* [INSTRUCTIONS FOR THE TASK]: Among the lines below, take the one holding "Query: tiled roof", the one holding "Could you point out the riverbank", and all lines between them. Set them down exactly.

* [DATA SUPPLIED]:
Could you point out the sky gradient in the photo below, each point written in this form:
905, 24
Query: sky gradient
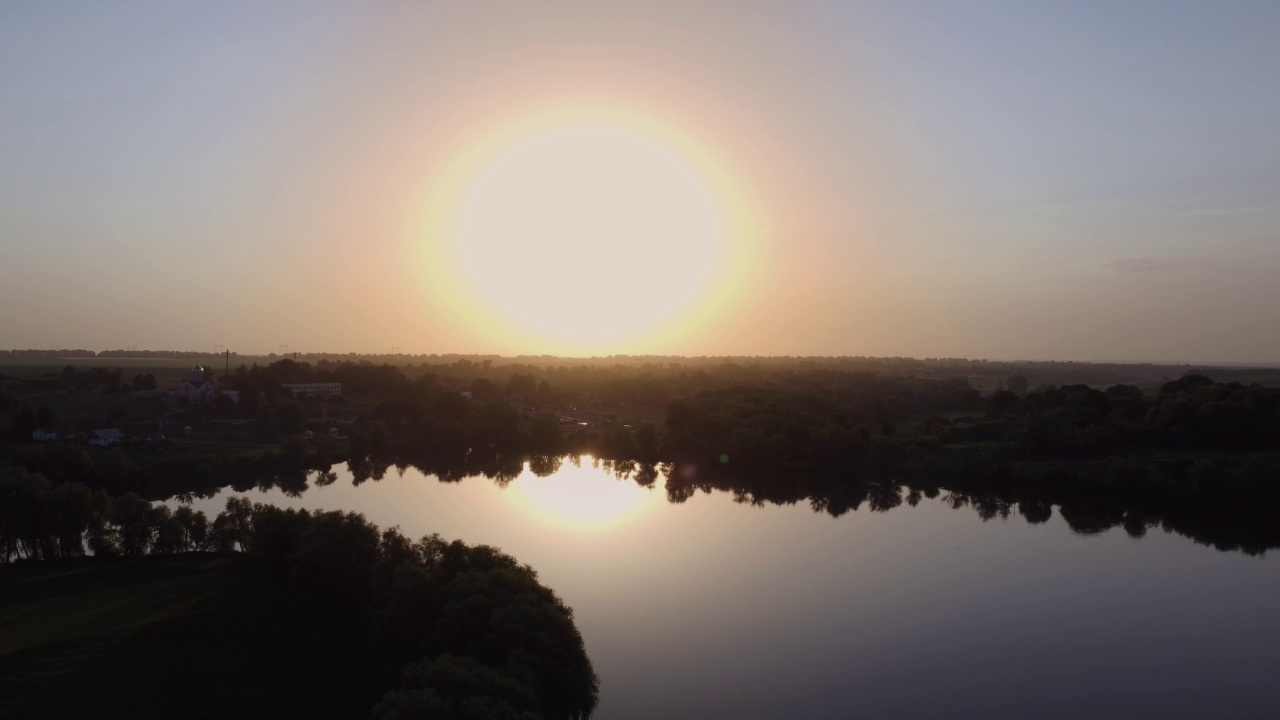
1086, 181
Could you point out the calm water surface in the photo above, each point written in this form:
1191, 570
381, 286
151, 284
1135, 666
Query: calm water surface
716, 609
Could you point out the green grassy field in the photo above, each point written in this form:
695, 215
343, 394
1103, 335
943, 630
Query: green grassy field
192, 636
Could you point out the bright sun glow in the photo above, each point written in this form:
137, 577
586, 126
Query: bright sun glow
579, 497
585, 233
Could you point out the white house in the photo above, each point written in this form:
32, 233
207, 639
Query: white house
103, 438
314, 390
195, 390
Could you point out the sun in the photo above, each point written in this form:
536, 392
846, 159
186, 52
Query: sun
586, 235
581, 497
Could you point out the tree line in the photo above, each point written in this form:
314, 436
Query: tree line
461, 632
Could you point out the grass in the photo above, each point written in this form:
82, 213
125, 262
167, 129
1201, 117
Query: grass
191, 636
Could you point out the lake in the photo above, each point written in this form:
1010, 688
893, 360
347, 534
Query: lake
720, 609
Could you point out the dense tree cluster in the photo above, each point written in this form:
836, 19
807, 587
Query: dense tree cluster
469, 629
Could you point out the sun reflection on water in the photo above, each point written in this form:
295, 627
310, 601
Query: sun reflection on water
583, 497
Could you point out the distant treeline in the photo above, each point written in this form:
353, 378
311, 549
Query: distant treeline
1192, 449
1051, 370
469, 630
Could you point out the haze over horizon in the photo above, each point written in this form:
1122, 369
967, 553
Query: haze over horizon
932, 180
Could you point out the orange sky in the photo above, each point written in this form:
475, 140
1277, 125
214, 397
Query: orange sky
919, 180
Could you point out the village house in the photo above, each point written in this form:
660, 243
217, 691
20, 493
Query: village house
195, 390
105, 437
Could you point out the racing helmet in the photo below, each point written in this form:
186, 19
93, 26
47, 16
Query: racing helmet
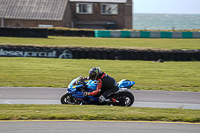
94, 72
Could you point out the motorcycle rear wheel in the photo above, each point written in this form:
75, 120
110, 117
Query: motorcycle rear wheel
126, 99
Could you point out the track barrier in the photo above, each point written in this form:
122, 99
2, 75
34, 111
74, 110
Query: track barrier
98, 53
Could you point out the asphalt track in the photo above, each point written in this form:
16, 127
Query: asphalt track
143, 98
95, 127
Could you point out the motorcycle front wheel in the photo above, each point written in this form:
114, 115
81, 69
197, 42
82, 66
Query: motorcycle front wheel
66, 99
125, 99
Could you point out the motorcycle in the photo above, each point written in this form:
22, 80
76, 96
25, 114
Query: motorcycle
78, 86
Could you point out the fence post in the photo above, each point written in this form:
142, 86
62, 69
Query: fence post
2, 22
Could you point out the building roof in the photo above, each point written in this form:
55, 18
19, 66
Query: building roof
102, 1
33, 9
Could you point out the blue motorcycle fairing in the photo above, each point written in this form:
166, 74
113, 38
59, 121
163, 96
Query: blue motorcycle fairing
73, 88
124, 83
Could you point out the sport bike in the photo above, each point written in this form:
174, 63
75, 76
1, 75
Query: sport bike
78, 86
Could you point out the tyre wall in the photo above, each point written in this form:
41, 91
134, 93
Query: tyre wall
98, 53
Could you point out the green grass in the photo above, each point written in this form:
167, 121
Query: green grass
91, 112
45, 72
144, 43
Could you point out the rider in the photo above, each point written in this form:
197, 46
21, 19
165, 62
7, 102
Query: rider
105, 85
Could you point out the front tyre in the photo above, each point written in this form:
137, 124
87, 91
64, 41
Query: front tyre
125, 99
66, 99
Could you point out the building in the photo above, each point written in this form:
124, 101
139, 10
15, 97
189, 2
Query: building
95, 14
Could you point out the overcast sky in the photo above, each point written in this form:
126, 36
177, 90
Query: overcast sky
167, 6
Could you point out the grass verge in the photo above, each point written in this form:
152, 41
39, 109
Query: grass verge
92, 112
137, 43
45, 72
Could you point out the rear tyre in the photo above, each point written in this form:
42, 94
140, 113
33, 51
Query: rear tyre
66, 99
125, 98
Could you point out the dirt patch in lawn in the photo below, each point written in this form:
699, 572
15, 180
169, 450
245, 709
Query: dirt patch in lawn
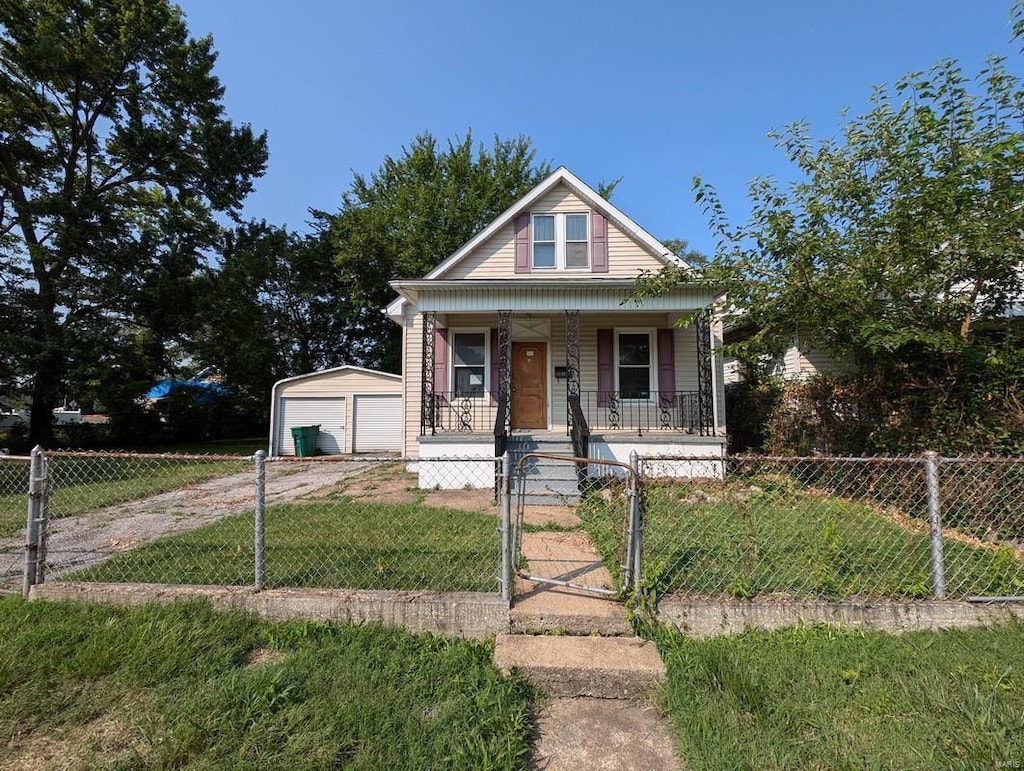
78, 748
90, 539
391, 483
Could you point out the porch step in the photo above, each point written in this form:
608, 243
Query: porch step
570, 667
547, 481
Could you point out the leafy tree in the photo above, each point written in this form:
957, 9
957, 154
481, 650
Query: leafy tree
414, 212
276, 307
115, 155
900, 247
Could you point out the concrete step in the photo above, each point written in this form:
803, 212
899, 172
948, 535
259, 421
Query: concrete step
569, 667
602, 734
546, 611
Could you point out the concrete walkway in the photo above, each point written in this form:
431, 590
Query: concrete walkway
599, 679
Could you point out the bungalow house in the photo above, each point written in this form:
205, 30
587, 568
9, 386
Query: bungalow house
525, 339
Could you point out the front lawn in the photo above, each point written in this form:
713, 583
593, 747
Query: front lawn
824, 697
85, 482
181, 686
770, 537
333, 543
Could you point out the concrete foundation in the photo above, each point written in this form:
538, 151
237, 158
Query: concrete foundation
456, 613
710, 618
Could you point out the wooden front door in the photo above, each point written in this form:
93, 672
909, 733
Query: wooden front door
529, 385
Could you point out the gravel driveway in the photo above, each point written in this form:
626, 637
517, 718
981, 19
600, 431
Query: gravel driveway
79, 542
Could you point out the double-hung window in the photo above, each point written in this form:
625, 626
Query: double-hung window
560, 242
469, 355
635, 365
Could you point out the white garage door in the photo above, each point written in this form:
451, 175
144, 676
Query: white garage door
328, 412
378, 423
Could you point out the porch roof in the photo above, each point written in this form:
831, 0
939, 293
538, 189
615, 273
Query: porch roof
546, 295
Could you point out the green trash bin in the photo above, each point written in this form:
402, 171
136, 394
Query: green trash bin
305, 440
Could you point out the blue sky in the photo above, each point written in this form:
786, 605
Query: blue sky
652, 92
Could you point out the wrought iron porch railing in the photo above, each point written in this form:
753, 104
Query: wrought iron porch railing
656, 411
458, 413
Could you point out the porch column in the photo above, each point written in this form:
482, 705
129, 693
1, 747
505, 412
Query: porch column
427, 375
571, 363
706, 396
505, 369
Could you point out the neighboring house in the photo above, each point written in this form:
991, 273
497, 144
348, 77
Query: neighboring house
525, 338
802, 359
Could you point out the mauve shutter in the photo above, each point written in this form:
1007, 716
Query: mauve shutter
522, 244
667, 367
598, 243
495, 361
605, 368
440, 361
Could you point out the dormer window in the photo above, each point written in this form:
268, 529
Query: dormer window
560, 242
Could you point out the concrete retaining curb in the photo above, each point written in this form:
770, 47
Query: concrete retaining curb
457, 613
707, 618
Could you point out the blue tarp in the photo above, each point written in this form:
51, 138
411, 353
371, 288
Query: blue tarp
202, 391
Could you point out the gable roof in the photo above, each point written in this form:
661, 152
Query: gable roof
561, 175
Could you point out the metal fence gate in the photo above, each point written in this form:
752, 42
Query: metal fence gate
525, 473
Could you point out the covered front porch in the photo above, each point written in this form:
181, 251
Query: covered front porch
637, 374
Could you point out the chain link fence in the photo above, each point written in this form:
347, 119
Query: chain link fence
13, 487
835, 527
220, 520
742, 526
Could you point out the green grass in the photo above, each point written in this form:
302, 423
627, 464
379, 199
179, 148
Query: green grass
338, 543
823, 697
181, 686
772, 538
245, 446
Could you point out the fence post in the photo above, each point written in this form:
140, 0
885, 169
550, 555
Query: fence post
505, 499
935, 523
42, 532
633, 546
258, 525
32, 524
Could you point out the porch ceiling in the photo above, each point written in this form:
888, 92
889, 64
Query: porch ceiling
545, 295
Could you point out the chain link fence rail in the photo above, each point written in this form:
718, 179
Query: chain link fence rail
13, 489
224, 520
835, 527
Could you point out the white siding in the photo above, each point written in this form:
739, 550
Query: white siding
496, 257
343, 383
327, 412
376, 423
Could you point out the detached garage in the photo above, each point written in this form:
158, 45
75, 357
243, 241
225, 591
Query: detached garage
357, 411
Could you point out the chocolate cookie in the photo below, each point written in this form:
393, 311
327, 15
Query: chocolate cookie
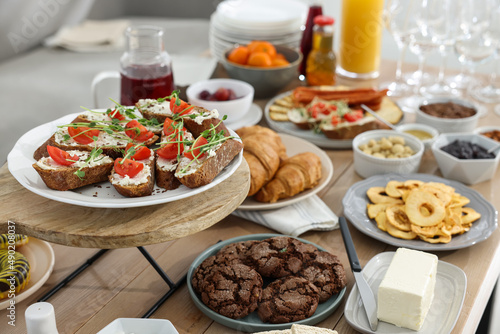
278, 256
326, 272
233, 290
288, 299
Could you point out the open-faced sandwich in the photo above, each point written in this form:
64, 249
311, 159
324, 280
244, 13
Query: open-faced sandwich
121, 146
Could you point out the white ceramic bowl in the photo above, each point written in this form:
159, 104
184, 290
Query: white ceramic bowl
139, 326
367, 165
234, 109
421, 127
468, 171
446, 125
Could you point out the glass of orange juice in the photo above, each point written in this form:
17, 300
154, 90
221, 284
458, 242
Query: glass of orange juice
360, 38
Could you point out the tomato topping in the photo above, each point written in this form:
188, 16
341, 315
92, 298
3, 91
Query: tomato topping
83, 134
137, 131
180, 107
61, 157
170, 126
128, 167
116, 114
141, 152
354, 115
194, 151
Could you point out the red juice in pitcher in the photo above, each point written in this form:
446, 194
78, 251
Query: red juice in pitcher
306, 42
143, 82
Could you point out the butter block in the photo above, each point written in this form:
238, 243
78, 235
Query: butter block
407, 289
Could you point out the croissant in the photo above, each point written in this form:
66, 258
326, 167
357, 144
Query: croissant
296, 174
263, 151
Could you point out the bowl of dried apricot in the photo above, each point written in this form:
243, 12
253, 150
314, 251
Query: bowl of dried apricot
267, 67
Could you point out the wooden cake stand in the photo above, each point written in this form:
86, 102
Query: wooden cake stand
78, 226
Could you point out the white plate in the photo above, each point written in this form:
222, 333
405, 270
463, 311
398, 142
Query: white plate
41, 258
294, 146
252, 117
449, 294
139, 326
100, 195
252, 323
355, 202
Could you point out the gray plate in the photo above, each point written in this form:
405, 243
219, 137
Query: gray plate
355, 201
449, 294
252, 323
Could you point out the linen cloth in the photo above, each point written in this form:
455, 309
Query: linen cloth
308, 214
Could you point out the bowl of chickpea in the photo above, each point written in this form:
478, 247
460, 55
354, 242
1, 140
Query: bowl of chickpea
386, 151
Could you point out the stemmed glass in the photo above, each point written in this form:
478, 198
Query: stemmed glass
396, 20
437, 20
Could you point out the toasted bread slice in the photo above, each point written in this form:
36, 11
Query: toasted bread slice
63, 178
194, 174
110, 145
140, 185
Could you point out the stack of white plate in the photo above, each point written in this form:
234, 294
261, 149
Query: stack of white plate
242, 21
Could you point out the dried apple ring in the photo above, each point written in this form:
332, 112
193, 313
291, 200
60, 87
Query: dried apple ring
417, 201
397, 217
377, 195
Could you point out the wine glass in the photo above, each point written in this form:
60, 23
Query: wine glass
396, 20
437, 19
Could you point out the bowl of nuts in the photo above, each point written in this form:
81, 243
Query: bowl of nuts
386, 151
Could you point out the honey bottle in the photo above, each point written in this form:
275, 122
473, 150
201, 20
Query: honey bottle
321, 61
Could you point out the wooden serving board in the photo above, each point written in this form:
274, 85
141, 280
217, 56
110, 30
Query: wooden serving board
79, 226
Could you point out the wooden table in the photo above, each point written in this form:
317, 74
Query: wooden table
122, 284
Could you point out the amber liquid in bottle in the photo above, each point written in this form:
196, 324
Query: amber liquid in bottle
321, 62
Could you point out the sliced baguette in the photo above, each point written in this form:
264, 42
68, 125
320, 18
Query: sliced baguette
136, 188
63, 178
203, 172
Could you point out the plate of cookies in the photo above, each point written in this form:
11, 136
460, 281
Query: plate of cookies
266, 282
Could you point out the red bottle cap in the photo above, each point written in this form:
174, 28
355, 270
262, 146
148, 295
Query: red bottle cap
323, 20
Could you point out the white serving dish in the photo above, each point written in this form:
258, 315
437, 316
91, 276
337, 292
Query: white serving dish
422, 127
446, 125
139, 326
366, 165
234, 109
468, 171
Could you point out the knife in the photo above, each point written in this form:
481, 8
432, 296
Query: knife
365, 291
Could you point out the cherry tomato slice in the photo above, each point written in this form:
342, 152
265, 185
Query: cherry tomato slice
137, 131
128, 167
60, 156
141, 152
180, 107
170, 126
83, 134
116, 114
194, 151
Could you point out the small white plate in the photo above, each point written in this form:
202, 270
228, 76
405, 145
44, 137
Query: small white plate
99, 195
252, 117
139, 326
449, 294
41, 258
294, 146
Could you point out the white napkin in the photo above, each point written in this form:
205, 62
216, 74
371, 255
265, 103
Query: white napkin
309, 214
91, 36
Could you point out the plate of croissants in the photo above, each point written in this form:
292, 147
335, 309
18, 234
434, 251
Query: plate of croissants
283, 169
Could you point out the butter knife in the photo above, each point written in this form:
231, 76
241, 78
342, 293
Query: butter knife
366, 293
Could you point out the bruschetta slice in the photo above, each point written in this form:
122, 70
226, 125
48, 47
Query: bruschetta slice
66, 170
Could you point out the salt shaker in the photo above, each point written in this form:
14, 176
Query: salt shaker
40, 319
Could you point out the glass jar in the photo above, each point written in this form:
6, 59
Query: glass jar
145, 66
321, 61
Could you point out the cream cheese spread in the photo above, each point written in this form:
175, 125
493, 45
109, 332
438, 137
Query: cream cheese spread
49, 163
407, 289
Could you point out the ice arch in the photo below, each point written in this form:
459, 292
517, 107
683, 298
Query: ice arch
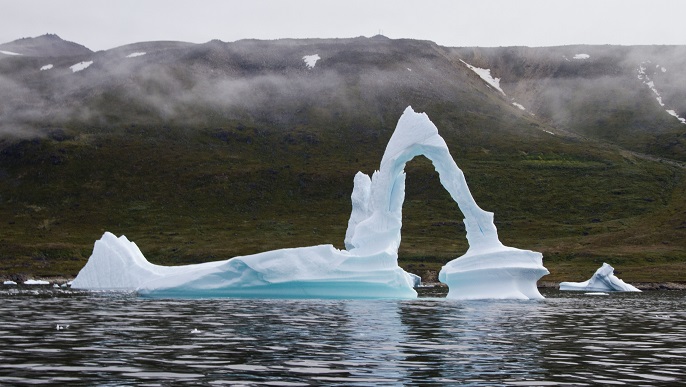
488, 269
368, 268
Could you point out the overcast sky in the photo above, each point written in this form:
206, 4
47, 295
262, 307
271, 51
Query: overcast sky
104, 24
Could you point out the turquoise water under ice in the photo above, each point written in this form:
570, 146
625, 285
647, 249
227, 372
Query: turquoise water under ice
65, 337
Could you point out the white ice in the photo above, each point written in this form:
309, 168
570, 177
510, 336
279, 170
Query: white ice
311, 60
485, 74
519, 105
368, 268
603, 280
80, 66
36, 282
645, 78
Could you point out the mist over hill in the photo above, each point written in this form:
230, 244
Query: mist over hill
206, 151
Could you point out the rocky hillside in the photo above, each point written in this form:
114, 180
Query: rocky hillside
632, 96
206, 151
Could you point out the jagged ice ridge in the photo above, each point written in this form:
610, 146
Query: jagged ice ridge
367, 268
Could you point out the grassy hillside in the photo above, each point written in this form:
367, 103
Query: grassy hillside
205, 152
193, 195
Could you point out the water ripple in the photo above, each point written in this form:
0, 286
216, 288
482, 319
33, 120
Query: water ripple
59, 336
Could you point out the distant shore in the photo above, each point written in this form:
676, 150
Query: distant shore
541, 284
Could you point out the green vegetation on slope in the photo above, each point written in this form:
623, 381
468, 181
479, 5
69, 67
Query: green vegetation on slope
194, 195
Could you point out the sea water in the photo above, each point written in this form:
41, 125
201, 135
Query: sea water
67, 337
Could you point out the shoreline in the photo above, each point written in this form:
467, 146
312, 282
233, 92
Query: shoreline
541, 284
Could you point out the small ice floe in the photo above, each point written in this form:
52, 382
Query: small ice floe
603, 280
80, 66
36, 282
311, 60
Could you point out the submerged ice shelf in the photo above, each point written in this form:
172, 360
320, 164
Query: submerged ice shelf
367, 268
603, 280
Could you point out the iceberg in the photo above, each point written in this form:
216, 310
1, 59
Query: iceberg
603, 280
367, 268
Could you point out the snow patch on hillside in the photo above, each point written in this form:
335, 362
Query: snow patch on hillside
311, 60
80, 66
485, 74
645, 78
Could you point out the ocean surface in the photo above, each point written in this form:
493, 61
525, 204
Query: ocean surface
64, 337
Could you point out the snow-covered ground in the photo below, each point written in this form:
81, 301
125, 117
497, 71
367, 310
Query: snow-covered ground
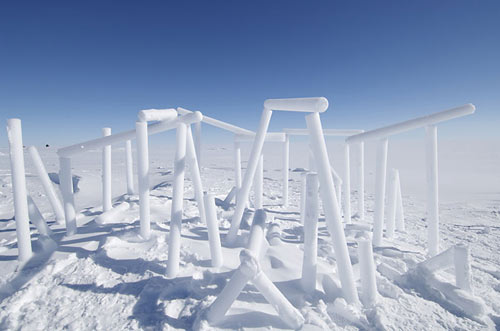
106, 278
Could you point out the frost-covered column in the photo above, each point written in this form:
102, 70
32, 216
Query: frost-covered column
66, 187
213, 231
129, 167
347, 185
174, 245
367, 272
331, 209
432, 190
15, 135
141, 129
253, 161
286, 166
310, 234
106, 173
381, 170
47, 185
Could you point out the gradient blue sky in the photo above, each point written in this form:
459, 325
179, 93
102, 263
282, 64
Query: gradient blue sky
69, 68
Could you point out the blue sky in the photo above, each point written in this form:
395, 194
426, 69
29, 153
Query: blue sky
69, 68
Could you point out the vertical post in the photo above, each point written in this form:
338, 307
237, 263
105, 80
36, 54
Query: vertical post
213, 231
197, 142
367, 272
360, 167
174, 246
259, 183
286, 166
141, 131
347, 185
392, 200
331, 209
129, 167
381, 170
310, 234
47, 185
243, 193
432, 190
106, 173
66, 187
15, 135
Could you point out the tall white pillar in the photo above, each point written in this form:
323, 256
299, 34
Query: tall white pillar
174, 244
15, 135
47, 185
129, 167
432, 190
253, 161
381, 170
106, 173
331, 209
141, 131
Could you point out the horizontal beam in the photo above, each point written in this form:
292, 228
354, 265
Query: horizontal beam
315, 105
416, 123
326, 132
218, 124
127, 135
270, 137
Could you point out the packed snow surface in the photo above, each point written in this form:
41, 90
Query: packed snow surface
107, 278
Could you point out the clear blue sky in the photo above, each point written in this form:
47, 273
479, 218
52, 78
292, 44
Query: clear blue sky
69, 68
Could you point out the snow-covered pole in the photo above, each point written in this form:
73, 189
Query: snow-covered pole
392, 203
259, 183
141, 129
129, 167
66, 187
177, 201
15, 135
253, 161
286, 166
381, 170
331, 209
347, 185
432, 190
47, 185
310, 234
213, 231
367, 272
106, 173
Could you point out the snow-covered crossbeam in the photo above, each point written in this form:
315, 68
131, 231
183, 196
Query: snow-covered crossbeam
416, 123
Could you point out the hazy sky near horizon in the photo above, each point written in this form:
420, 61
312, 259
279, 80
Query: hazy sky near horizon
69, 68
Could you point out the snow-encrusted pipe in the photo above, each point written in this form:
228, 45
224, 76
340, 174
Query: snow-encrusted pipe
174, 245
253, 161
129, 167
66, 187
432, 190
400, 217
392, 203
111, 214
462, 267
367, 272
141, 129
21, 215
286, 166
106, 173
309, 260
360, 169
303, 186
47, 185
259, 183
331, 209
37, 218
213, 231
381, 170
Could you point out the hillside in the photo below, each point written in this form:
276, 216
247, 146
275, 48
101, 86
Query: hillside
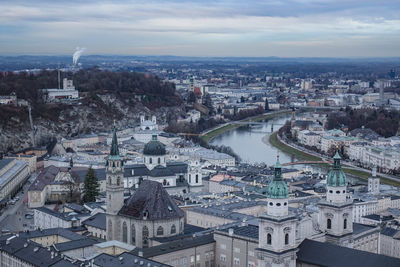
106, 96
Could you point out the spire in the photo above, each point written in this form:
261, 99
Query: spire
114, 144
336, 176
336, 160
278, 169
277, 188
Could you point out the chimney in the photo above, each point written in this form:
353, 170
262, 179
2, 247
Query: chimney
230, 231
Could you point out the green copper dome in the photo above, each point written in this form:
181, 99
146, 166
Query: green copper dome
114, 151
277, 188
336, 176
154, 148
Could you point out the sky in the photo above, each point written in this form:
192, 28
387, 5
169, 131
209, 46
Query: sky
253, 28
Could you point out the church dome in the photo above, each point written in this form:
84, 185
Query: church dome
154, 148
336, 176
277, 188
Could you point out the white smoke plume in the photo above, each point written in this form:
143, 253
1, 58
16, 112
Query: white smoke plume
77, 54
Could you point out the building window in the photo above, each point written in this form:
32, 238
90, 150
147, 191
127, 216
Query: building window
124, 233
184, 262
133, 234
145, 234
160, 231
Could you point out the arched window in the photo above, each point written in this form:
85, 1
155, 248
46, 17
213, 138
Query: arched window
145, 235
133, 234
160, 230
124, 233
109, 230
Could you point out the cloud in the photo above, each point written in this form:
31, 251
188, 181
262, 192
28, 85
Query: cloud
198, 27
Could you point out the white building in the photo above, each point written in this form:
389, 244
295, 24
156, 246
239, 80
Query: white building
13, 173
364, 207
309, 138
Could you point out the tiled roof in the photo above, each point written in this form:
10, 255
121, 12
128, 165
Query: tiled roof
175, 246
46, 177
98, 221
125, 260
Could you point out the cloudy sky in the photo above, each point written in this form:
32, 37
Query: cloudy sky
289, 28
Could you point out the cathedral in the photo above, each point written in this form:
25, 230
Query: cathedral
148, 213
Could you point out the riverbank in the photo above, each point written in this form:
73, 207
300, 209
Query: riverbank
274, 141
208, 136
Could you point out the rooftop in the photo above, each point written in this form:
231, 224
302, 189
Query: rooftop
336, 256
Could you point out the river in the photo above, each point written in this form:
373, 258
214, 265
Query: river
247, 143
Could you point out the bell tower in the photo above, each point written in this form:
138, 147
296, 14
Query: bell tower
114, 188
336, 211
277, 229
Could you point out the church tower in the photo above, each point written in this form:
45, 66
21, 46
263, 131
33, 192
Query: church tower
373, 182
114, 188
336, 211
277, 229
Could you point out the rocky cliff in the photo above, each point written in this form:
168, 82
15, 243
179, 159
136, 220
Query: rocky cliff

* [EXERCISE RESPONSE]:
Query: tiled roof
175, 246
46, 177
98, 221
125, 260
Could you point out the cloudy sky in the photo above, each point written in this form:
32, 37
Query: cloudy sky
289, 28
Could you point out the cathedral in the photo above, each point written in this form:
25, 230
Query: cathedral
148, 213
Could you point out the riverbank in the photo above, each point written in this form:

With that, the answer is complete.